### Recorded data
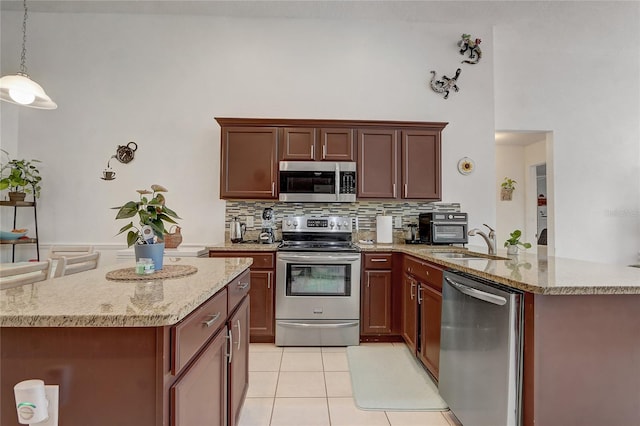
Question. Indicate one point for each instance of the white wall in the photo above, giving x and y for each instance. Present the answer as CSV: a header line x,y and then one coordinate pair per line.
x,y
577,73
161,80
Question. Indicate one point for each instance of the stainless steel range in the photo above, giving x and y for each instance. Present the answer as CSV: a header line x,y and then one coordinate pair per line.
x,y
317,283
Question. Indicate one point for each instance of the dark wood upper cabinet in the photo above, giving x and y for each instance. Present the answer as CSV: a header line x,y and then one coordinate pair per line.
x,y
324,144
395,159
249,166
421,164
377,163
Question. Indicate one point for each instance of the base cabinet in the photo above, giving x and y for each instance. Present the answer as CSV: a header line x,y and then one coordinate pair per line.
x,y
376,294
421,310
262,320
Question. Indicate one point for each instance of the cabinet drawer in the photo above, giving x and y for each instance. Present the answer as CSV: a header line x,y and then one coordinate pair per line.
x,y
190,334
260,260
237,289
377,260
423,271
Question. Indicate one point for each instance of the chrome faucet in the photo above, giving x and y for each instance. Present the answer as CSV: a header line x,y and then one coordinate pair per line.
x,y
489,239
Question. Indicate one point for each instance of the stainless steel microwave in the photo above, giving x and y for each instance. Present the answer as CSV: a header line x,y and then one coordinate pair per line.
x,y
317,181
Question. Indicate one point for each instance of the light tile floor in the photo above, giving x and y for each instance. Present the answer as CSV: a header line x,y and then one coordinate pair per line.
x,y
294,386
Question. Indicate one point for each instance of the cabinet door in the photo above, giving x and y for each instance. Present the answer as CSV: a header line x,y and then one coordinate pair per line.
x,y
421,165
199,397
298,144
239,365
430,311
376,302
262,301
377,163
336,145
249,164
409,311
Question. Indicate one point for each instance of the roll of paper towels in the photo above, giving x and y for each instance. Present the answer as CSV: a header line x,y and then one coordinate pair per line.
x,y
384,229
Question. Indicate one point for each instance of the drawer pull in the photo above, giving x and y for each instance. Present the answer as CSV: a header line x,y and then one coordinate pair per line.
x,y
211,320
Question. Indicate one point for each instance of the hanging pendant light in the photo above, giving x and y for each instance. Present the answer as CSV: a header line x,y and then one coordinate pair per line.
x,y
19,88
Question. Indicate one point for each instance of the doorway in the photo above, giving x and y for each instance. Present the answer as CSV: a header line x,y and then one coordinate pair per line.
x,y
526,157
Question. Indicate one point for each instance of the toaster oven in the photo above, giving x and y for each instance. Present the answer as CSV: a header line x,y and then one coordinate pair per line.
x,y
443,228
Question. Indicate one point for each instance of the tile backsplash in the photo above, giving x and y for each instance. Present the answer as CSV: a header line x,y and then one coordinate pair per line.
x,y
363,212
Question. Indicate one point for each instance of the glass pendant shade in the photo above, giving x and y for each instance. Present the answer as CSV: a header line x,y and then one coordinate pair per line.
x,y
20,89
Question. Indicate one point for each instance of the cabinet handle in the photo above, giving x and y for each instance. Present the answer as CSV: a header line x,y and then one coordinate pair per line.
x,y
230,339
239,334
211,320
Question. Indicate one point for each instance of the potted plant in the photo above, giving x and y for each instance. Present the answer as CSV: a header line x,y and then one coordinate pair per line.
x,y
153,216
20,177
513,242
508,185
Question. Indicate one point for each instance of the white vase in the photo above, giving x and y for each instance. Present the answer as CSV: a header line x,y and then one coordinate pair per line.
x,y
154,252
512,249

### WRITTEN EXERCISE
Take every line from the one containing "Question. Indicate one point for each instance of the doorway" to the end of the listing and output it exactly, with nothing else.

### WRITTEN SOLUTION
Question. Indicate one point for each instance of the doorway in the photo above, giving x and y for each instance. Present the answer as CSV: a header line x,y and then one coordinate pair per line.
x,y
526,157
Question. Indicate one point for each instance of the toaster oven in the photo above, giving x and y for each instance. Present the answer as CSV: a header line x,y and then one coordinate pair per line.
x,y
443,228
Question. Indicate one point for each instance of the tile backsplash in the photo above, giving x and y for each instance. Present the answer as CSV: a header line x,y and then one coordinate pair per line.
x,y
363,212
Question. Indicate one point for each instance of the glass pendant shade in the photo above, giving x and y for each instance. Present the answer as CSV: a header line x,y and then one coordinate pair per line.
x,y
20,89
Question. Indicate one point for each instance of the cabinet handle in the photo above, giving x and y for each instance. Present the answer as CSV: a header line x,y and then one coordinate pair per line.
x,y
230,339
239,334
211,320
Question. Indicate one point for each instance of the potted plant in the photo above, giving x and y for each instance. Present the answer as CSV: a header line x,y and then one coordinate pair per line.
x,y
153,216
20,177
513,242
508,185
Question. Indicate one point for each instance of the white vase in the photo above, giving x and y for each instance. Present the answer as CSV: a header line x,y and then one coordinate pair per line.
x,y
154,252
512,249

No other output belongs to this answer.